Return each line of the listing below that contains the word "water".
*-*-*
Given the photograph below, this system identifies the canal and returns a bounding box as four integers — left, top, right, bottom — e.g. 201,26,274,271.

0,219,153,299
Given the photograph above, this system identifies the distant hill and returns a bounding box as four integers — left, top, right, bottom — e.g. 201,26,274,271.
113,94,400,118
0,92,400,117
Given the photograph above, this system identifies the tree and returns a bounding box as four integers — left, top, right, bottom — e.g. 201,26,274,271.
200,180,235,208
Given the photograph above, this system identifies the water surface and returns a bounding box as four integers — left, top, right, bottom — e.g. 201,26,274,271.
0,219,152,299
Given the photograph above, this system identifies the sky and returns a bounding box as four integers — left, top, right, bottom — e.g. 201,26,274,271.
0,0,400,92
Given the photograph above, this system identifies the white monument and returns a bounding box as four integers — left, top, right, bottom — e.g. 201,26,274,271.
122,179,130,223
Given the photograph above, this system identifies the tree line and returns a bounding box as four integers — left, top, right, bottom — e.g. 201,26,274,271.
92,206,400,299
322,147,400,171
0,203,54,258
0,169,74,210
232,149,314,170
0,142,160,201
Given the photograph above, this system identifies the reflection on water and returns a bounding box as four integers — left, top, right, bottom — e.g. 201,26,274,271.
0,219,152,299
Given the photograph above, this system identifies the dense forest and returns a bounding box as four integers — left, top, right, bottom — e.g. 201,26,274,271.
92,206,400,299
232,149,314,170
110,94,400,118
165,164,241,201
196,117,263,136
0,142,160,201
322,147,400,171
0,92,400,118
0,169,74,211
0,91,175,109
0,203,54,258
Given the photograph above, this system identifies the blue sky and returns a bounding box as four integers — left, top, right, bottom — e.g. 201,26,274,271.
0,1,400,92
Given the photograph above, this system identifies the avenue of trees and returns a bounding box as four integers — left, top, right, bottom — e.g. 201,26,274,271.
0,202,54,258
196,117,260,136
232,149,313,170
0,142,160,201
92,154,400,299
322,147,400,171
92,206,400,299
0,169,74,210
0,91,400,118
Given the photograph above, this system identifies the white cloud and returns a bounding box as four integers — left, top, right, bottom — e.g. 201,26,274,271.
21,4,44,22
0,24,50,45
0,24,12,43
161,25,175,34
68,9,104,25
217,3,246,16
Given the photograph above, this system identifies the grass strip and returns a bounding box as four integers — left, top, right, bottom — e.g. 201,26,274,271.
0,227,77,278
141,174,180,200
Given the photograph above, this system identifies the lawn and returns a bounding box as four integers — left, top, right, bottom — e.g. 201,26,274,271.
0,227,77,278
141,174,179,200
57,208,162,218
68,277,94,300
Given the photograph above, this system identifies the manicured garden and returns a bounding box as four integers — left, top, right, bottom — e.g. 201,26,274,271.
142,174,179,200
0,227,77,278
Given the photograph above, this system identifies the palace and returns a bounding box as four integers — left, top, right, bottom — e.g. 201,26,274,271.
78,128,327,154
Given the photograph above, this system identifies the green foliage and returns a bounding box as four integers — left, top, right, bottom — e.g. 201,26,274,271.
*-*-*
Response for this exercise
Given the photograph above, this system identifies the water surface and returns a bounding box as four integers — left, top, right, bottom — e.g. 201,26,274,271.
Given the photograph above, this system identifies the reflection on water and returns a bounding box as four integers — left, top, right, bottom — e.g. 201,26,274,271.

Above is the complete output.